I received a note this week. "Enjoy your column on Sunday, smarty," it said, "because it will be the last column you ever write."

I pondered the note for some while, and discussed it with friends, and we came to the conclusion that it was some form of threat.

We are astute around these parts. We know a menacing tone of voice when we hear one, even if it is in a note. But what could it mean?

Is it a debt collector coming round to sever my typing finger? Is it the TV licence inspector, switching from his current tactic of pressing his lips to the keyhole and yelling: "I know you're in there! I can hear The Bold And The Beautiful! You'll have to come out some time!" Could it be my mother?

Hard to tell, really, but I rather doubt it is any of these people.

Even finger-severing debt collectors and licence inspectors generally have the self-respect to attach their names to their notes, and my mother would have used stronger language and more direct threats.

No, I think what we are dealing with here is an anonymous letter writer. Ah, they are a peculiar breed, anonymous letter writers.

They skulk, for the most part, like tubby gnomes in the undergrowth, rubbing their little hands together, patting their bellies and congratulating themselves on how diabolically clever they have been.

Generally they stay undercover, unless of course they take it into their heads that sufficient of a pack has been raised against the quarry, at which point they suddenly emerge with head thrown back in triumphant cry, brushing the gardenia leaves from their clothing, so that for all the world no one would think they had been skulking. Or so, at any rate, I gather.

That is how it was on Midsomer Murders (DSTV; Hallmark Channel; Saturdays; 8pm) a short while back. At least I think it was on Midsomer Murders, or perhaps it was A Touch Of Frost (Hallmark Channel; Fridays; 9pm). Or Inspector Morse (Hallmark; Sundays; 8pm). One of them, at any rate.

In a small village in the countryside, where no one really knows anyone else but everyone knows your business, a poison-pen campaign arises around one of the village folk.

With enough huff, puff and joyful indignation on the part of his neighbours, the inevitable happens very quickly. The campaign becomes a kind of small-hearted local cause celebre, and so excited are villagers about the hoo-hah and fol-de-rol that they forget to examine the campaign itself, and don't trouble to note that the allegations are framed - as such allegations generally are - in such a way as to pre-establish the criteria for guilt: criteria which to an outside eye in possession of the facts would hardly stand scrutiny.

And of course, equally inevitably, the villager at the centre of the storm finds himself in the traditional quandary: to respond to the allegations is to imply that the allegations are - in the way they are framed - valid.

To protest against the framing of the allegations sounds like sophistry. To keep silent is as good as throwing yourself from a bridge with rocks in your pockets and a note pinned to your chest saying, "Mea culpa". And so the tensions build.

COLLECTED MATERIAL
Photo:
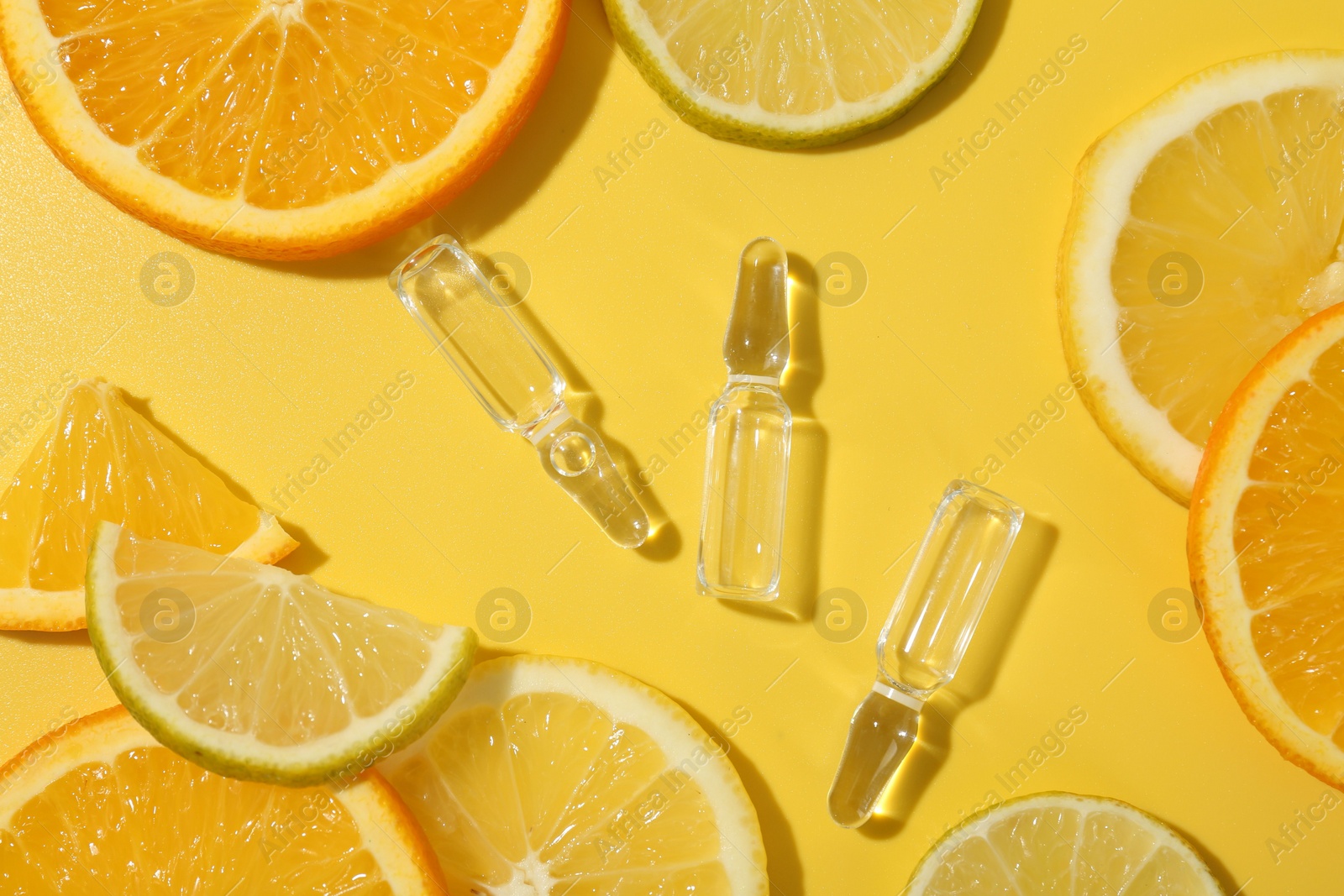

STATED TASK
Copy out everything in the column from "Generally they stay" down to "rate, I gather.".

EXERCISE ANSWER
Generally they stay undercover, unless of course they take it into their heads that sufficient of a pack has been raised against the quarry, at which point they suddenly emerge with head thrown back in triumphant cry, brushing the gardenia leaves from their clothing, so that for all the world no one would think they had been skulking. Or so, at any rate, I gather.